What you will do:
Revise the material below by replacing every occurrence of "white cloud" with "pale cloud", leaving all other text unchanged. Omit the pictures from your answer.

Material shown:
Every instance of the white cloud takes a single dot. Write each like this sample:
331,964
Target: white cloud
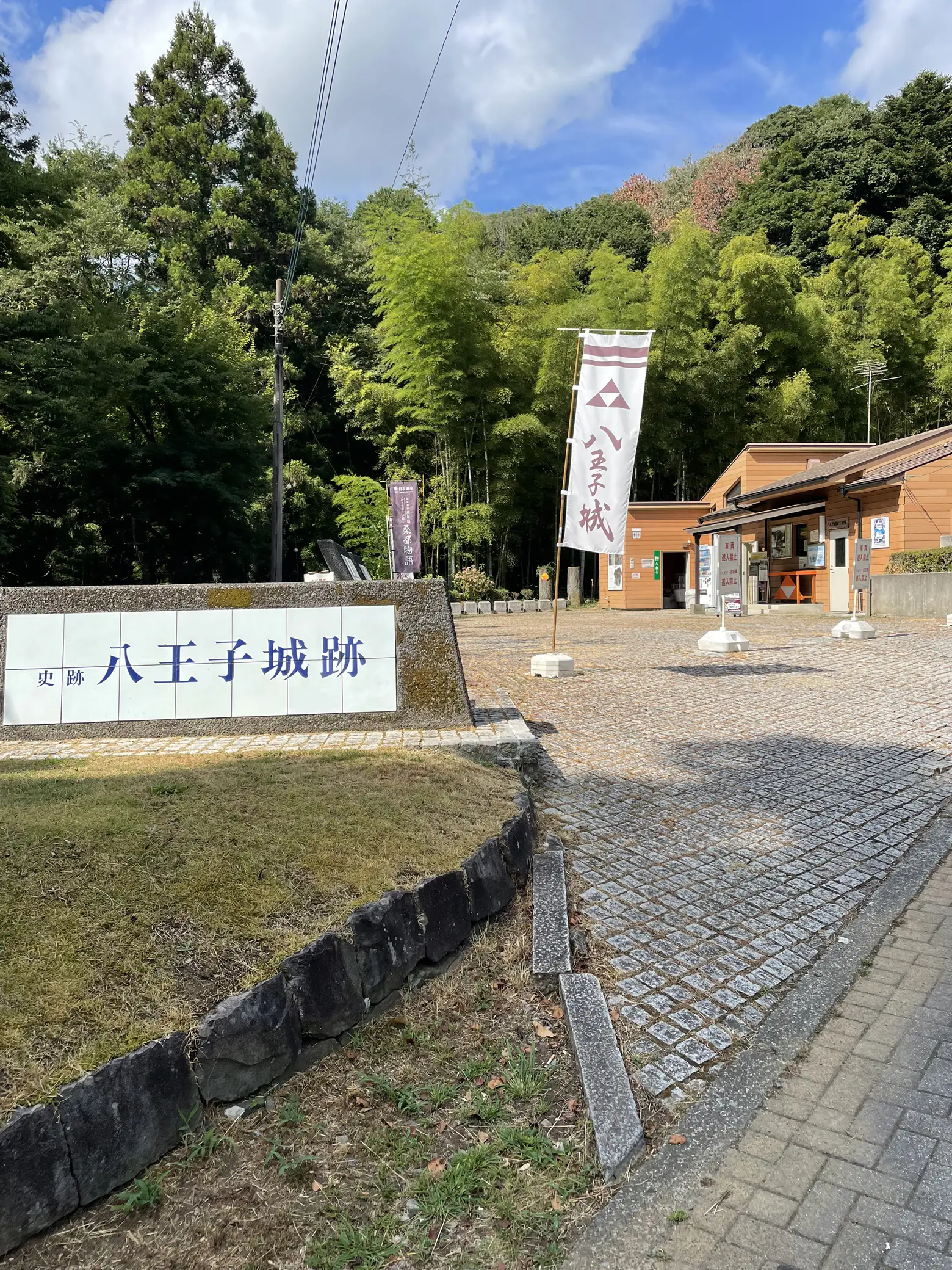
512,71
898,40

Written response:
Every instance of the pale cloud takes a single dot. Write each like this sample:
331,964
Target: pale cloud
512,71
898,40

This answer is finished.